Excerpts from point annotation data
/---

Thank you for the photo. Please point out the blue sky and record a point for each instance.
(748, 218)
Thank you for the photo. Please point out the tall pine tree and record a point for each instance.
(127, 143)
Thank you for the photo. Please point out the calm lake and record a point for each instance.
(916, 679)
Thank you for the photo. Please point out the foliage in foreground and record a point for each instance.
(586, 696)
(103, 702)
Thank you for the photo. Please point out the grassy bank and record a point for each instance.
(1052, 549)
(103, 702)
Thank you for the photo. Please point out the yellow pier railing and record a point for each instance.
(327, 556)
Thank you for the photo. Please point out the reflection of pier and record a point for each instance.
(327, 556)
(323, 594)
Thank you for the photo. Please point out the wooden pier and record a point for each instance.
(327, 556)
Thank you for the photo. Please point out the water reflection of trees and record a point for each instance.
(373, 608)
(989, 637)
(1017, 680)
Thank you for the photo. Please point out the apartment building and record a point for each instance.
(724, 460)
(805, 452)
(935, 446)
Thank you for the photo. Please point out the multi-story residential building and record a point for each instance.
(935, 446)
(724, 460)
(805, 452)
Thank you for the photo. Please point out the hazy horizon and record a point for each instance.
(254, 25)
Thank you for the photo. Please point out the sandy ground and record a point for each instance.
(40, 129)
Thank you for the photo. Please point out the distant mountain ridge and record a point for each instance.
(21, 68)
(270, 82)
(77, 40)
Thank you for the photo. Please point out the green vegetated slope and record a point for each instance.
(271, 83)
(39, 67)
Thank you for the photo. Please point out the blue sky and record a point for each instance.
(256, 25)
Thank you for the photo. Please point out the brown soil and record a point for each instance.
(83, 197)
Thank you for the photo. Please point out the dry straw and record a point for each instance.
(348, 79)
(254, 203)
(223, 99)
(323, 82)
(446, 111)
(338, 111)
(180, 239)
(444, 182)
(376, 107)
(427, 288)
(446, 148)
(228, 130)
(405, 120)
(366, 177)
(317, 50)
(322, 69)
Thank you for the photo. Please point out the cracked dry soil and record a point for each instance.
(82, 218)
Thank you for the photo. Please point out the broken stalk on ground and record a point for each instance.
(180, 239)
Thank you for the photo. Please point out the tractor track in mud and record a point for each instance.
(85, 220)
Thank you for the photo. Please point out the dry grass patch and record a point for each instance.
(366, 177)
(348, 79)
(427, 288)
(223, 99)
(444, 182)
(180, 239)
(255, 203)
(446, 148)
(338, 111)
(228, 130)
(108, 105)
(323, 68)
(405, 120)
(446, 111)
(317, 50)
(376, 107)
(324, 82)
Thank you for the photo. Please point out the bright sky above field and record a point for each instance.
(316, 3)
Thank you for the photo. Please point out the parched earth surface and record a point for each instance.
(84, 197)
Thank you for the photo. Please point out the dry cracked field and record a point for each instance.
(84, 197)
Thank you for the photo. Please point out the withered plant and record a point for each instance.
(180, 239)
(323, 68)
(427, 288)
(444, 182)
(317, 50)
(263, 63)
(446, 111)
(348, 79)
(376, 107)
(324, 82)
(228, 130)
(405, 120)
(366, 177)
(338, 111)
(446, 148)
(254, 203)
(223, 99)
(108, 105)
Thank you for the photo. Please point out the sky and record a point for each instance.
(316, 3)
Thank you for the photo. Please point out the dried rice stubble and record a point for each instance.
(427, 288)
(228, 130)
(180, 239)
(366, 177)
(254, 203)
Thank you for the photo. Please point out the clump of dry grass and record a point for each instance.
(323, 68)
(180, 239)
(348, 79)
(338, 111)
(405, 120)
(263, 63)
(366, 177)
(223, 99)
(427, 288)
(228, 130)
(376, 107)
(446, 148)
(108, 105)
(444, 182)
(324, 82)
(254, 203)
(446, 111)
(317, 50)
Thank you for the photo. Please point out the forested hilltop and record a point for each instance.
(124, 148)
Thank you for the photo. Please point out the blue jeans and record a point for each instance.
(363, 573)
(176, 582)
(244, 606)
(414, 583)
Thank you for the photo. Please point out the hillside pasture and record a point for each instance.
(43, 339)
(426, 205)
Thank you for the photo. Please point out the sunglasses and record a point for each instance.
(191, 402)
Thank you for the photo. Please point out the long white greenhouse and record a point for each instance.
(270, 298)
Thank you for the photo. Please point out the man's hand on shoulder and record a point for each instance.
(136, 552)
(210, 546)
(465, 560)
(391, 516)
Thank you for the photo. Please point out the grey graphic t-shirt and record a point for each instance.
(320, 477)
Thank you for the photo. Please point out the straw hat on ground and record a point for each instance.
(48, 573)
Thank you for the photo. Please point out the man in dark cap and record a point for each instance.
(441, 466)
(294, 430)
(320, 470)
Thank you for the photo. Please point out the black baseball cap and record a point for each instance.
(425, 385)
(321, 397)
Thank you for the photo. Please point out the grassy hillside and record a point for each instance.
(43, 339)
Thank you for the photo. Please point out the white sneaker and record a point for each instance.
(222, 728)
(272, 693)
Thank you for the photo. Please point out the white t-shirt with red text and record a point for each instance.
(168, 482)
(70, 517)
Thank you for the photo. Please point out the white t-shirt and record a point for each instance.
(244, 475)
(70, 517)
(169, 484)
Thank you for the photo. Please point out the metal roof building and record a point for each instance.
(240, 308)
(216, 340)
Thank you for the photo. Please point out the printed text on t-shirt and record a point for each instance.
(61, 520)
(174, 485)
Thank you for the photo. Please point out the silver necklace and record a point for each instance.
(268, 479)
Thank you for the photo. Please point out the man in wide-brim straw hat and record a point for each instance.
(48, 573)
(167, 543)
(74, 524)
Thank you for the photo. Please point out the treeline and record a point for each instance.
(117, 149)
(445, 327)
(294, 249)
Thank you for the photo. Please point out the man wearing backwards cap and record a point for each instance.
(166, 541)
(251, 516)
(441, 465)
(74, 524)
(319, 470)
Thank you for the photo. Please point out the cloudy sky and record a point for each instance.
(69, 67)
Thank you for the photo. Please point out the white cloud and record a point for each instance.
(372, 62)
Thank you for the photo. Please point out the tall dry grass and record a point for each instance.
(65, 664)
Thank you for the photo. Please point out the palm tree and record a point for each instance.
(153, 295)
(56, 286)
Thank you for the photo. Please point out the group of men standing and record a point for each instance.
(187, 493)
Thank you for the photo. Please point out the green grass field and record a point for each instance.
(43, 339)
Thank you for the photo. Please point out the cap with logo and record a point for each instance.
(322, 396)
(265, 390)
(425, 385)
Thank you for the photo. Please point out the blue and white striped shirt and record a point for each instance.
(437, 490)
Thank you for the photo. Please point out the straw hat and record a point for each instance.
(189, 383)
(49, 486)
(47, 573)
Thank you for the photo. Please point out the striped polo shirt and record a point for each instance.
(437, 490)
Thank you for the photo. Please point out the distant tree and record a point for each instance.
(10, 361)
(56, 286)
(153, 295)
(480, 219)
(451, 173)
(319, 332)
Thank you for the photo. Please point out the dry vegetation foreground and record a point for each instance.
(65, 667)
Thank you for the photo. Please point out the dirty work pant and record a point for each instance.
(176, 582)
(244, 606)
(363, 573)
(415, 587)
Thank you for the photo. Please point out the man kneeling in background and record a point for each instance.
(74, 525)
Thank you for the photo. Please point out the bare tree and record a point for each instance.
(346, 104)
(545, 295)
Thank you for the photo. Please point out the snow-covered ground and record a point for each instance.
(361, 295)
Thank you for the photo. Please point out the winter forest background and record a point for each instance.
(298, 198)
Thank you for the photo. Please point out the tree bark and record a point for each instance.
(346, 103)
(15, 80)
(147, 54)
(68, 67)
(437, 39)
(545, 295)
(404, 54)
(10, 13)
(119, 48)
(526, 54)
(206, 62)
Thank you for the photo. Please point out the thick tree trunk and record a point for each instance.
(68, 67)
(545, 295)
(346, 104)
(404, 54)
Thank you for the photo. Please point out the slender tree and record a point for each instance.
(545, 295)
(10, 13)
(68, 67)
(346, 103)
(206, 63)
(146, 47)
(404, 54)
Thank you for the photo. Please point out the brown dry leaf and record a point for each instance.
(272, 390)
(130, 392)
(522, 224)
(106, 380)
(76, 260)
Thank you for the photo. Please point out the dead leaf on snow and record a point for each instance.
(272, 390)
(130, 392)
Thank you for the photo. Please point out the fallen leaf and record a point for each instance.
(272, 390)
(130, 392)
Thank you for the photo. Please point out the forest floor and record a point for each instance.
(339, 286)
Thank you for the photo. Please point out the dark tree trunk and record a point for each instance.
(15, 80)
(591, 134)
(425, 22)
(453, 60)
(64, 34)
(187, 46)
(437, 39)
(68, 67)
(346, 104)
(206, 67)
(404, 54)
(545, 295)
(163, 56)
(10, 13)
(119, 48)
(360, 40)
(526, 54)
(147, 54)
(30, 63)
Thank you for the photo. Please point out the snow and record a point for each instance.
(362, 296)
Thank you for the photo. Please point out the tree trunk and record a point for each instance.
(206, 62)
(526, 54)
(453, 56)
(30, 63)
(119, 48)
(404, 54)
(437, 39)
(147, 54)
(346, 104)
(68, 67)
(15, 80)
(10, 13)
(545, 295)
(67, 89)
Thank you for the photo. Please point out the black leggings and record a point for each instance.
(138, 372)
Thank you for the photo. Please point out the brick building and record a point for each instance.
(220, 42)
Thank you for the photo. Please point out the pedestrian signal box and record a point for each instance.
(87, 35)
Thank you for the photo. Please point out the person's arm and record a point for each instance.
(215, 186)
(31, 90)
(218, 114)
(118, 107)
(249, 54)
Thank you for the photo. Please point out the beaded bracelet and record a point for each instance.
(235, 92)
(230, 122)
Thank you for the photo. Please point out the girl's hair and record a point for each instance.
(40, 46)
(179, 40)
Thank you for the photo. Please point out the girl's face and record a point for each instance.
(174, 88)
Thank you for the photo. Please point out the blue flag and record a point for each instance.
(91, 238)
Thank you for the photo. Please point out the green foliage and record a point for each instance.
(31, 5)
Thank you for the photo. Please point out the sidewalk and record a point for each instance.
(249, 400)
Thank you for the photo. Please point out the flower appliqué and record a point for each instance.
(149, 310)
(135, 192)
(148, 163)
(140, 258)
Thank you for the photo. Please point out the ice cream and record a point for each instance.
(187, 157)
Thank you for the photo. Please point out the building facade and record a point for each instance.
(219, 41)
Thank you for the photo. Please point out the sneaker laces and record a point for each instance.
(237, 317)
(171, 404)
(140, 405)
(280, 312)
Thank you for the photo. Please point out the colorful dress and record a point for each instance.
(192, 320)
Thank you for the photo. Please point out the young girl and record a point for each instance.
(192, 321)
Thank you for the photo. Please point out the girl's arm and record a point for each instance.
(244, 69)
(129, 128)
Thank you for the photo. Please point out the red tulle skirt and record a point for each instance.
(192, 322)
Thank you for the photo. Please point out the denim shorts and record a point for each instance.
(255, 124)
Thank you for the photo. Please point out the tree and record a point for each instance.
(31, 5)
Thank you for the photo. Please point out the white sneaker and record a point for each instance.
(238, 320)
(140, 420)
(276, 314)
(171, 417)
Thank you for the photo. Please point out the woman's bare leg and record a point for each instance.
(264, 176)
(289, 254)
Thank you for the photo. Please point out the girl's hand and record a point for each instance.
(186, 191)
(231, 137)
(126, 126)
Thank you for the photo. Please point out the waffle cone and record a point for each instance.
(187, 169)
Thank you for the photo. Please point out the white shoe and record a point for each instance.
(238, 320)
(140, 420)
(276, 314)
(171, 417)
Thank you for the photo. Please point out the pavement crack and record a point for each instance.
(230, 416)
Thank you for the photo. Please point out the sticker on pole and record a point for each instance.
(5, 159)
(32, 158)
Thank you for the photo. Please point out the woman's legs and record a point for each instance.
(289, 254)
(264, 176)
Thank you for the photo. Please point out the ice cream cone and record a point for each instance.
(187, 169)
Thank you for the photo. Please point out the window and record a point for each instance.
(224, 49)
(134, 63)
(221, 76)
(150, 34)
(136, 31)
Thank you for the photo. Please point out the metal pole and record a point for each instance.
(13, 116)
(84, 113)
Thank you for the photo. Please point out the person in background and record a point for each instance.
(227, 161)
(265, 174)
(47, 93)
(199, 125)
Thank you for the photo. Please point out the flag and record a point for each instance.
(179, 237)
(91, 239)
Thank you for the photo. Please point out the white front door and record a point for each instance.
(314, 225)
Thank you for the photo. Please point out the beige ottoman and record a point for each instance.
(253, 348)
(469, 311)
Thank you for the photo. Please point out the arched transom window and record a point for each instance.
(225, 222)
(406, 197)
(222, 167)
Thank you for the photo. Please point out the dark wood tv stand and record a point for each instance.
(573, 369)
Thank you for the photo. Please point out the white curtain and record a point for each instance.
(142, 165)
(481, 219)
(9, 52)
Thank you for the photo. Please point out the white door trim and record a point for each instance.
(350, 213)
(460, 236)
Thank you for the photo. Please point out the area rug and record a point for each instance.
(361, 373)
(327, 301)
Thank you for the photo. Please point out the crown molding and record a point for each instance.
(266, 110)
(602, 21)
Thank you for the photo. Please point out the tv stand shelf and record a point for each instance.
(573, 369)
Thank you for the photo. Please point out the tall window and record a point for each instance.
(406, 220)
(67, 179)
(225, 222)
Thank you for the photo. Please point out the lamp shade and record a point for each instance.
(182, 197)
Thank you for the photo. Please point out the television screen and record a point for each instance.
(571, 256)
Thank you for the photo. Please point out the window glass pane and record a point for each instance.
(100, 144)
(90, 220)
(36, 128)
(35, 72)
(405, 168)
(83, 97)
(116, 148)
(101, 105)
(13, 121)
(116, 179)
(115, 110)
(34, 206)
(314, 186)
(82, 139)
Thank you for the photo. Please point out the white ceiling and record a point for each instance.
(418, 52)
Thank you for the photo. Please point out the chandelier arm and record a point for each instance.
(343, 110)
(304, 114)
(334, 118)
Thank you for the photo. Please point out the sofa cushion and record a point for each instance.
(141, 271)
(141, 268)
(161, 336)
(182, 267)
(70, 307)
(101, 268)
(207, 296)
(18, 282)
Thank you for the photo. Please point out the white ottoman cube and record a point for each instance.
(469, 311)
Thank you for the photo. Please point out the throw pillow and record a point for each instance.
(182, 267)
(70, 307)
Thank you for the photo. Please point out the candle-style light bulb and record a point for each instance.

\---

[WRITTEN INSTRUCTION]: Retype the material word for word, beginning at the line that contains "Thank you for the photo. Please point out the white ceiling" and continuing through the last line of the material.

[SOLUTION TO THE PROBLEM]:
Thank you for the photo. Please point out the white ceiling and record a point for each instance.
(418, 52)
Thank you for the photo. Please point out the chandelier arm and record a point for each instance.
(343, 110)
(304, 114)
(334, 118)
Thank you for the photo. Please point out the sofa cushion and record a point for each instance.
(141, 271)
(141, 268)
(161, 336)
(182, 267)
(70, 307)
(101, 268)
(207, 296)
(18, 282)
Thank you for the photo. Please point out the white ottoman cube and record a point for each instance.
(469, 311)
Thank you for the photo. Please point out the throw pillow and record a point for each instance.
(182, 267)
(70, 307)
Thank you for the photo. Please point out the candle-style light bulb and record a point for each instance.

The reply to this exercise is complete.